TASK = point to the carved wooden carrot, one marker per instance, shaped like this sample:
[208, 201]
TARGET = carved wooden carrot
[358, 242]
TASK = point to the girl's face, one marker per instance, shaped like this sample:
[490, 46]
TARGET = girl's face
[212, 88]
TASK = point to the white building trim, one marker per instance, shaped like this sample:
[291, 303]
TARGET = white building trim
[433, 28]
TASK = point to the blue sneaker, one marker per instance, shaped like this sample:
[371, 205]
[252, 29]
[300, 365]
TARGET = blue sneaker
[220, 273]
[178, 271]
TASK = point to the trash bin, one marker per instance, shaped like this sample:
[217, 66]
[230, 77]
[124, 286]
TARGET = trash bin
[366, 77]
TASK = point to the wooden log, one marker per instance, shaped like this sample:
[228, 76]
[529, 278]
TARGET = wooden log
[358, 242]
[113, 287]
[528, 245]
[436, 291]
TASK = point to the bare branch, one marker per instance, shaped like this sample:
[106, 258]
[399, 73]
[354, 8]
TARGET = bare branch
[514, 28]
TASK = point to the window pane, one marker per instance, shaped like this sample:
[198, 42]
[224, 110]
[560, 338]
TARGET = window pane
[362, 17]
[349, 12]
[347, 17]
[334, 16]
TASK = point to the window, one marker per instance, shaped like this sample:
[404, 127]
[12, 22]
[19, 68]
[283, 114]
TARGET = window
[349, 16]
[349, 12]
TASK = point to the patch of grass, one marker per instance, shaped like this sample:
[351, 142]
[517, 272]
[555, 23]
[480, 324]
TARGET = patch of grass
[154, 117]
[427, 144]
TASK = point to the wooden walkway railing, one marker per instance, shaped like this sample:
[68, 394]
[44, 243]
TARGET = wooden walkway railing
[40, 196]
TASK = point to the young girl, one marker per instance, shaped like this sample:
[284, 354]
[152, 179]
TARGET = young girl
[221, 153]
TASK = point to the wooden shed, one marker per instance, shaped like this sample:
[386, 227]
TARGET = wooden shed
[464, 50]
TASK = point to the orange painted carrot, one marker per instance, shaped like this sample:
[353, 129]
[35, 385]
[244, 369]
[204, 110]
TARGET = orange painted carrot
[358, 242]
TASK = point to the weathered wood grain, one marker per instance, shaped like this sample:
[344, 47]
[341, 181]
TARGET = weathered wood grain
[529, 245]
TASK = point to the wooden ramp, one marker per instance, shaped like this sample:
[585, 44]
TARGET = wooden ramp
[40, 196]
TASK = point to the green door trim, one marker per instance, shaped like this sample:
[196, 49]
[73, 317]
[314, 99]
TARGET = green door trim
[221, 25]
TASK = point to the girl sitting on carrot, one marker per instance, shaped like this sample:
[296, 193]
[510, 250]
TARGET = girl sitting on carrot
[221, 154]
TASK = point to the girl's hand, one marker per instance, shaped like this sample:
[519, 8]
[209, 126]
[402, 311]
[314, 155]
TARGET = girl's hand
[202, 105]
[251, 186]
--------------------
Work to do
Return the whole listing exactly, with every line included.

The response
TASK = point to the carved wooden carrot, one marker per instance, shaped like this sample:
[208, 201]
TARGET = carved wooden carrot
[358, 242]
TASK = point to the girl's face, one marker per instance, shaped like this sample:
[490, 46]
TARGET = girl's face
[212, 88]
TASK = point to the white building trim, one marker per instance, shaped like this sample:
[291, 303]
TARGET = white building trim
[433, 28]
TASK = point to the blue sneaker, one marker per instance, shaped like this sample:
[371, 205]
[252, 29]
[300, 365]
TARGET = blue sneaker
[220, 273]
[178, 271]
TASK = point to the trash bin, one marker per instance, shaped like this sample:
[217, 66]
[230, 77]
[124, 286]
TARGET = trash bin
[366, 77]
TASK = point to the wooden log, one marker per instance, shaped like this sample:
[228, 76]
[529, 278]
TARGET = wooden log
[358, 242]
[113, 287]
[528, 245]
[436, 291]
TASK = point to the bare branch, one marker per instance, shaped like this sample:
[106, 258]
[399, 73]
[354, 8]
TARGET = bare branch
[514, 28]
TASK = point to the window pane, one marker per instance, shaped like this sample:
[198, 42]
[224, 110]
[560, 338]
TARGET = window pane
[362, 17]
[349, 12]
[347, 17]
[334, 16]
TASK = point to the window, one marker per instance, shaped like this sample:
[404, 127]
[12, 22]
[19, 68]
[283, 114]
TARGET = window
[349, 16]
[349, 12]
TASK = point to the patch of grass, one marker per instance, shaped like this sample:
[351, 142]
[517, 272]
[555, 23]
[480, 324]
TARGET = patch of grass
[154, 117]
[427, 144]
TASK = point to the wooden walkway railing, one marker per instance, shaped like this sample:
[68, 394]
[44, 243]
TARGET = wooden walkway railing
[40, 196]
TASK = point to the young girl, one marker per instance, shaped like this sample:
[284, 354]
[152, 179]
TARGET = young girl
[221, 153]
TASK = point to the wooden shed, one marker per instance, shaped like this sample:
[386, 227]
TARGET = wooden shed
[464, 50]
TASK = point to the orange painted carrot, one marker per instance, shaped like this sample:
[353, 129]
[35, 385]
[244, 369]
[204, 110]
TARGET = orange painted carrot
[358, 242]
TASK = point to the weathered wood grain, one marker per instance, shaped like this sample:
[344, 47]
[341, 181]
TARGET = weathered wood grain
[529, 245]
TASK = point to the wooden ramp, one marker per instance, shaped like this sample:
[585, 44]
TARGET = wooden ramp
[40, 196]
TASK = point to the green door trim, one marker per instance, shaped like this sample:
[196, 49]
[73, 317]
[314, 99]
TARGET = green door trim
[221, 25]
TASK = point to the girl sitting on carrot, one marker per instance, shaped like this sample:
[296, 193]
[510, 250]
TARGET = girl sitting on carrot
[221, 154]
TASK = point to the girl's hand, one marker per instance, shaped like this sample:
[519, 8]
[209, 126]
[402, 311]
[314, 155]
TARGET = girl's hand
[202, 105]
[251, 186]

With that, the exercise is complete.